What you will do:
Please copy out the entries below exactly, beginning with the line that contains "console table and give me the boxes" and ending with the line that contains "twig wreath and give me the boxes", and include nothing outside that span.

==== Information given

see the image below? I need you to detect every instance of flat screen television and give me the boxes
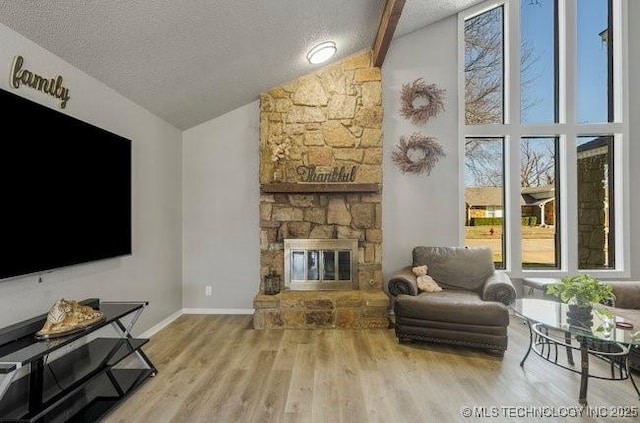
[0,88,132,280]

========
==== Information given

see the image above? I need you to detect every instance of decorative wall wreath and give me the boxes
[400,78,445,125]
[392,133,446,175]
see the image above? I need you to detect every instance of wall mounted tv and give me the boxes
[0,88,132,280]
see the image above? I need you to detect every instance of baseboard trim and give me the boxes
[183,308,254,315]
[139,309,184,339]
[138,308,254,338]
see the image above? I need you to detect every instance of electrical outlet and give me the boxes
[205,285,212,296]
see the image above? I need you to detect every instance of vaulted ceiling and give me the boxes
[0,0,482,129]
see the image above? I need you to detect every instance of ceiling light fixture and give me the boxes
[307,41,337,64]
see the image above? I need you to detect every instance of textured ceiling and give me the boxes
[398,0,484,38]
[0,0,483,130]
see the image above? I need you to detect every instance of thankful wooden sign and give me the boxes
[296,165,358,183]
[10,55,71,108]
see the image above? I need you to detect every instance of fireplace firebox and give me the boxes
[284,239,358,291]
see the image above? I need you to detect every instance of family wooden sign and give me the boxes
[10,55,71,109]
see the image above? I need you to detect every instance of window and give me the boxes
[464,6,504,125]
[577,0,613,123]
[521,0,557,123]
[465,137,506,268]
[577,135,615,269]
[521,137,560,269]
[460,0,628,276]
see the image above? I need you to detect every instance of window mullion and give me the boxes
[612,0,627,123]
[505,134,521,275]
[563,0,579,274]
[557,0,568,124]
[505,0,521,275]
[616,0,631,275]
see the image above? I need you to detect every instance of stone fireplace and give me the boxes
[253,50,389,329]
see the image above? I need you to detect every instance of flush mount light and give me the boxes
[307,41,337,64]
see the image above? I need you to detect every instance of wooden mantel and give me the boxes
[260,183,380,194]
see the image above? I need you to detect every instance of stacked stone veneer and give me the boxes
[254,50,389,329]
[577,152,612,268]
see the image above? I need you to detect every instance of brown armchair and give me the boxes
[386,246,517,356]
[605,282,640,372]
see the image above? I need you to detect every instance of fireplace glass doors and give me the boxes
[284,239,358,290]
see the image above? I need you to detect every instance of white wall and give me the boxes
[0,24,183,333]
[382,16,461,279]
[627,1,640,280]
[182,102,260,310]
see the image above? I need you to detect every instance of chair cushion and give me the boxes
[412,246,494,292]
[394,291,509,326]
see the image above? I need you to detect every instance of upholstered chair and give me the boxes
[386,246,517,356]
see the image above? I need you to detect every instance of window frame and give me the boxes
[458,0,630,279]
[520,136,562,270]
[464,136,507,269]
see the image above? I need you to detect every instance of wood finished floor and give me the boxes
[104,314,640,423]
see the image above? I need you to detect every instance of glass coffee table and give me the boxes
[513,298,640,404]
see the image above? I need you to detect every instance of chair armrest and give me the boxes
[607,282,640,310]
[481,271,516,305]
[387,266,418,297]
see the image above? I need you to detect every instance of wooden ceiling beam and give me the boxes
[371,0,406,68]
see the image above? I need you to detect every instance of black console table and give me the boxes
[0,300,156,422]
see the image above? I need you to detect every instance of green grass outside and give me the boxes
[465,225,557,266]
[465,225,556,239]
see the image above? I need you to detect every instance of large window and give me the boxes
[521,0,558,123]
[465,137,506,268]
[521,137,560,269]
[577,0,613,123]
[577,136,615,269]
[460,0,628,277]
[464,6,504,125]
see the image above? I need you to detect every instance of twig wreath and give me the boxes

========

Answer to the problem:
see the image above? I need you to detect every instance of black console table and give me the boxes
[0,300,156,422]
see the image above? I need you to detect every instance of green grass outside and give me the boxes
[465,225,557,266]
[465,225,556,239]
see the image above? I need you to detect every instance of large window and give me the boxes
[521,0,558,123]
[465,137,506,268]
[521,137,560,269]
[577,0,613,123]
[577,136,615,269]
[460,0,628,277]
[464,6,504,125]
see the image above? I need you to detect every instance of twig wreath and give me the boxes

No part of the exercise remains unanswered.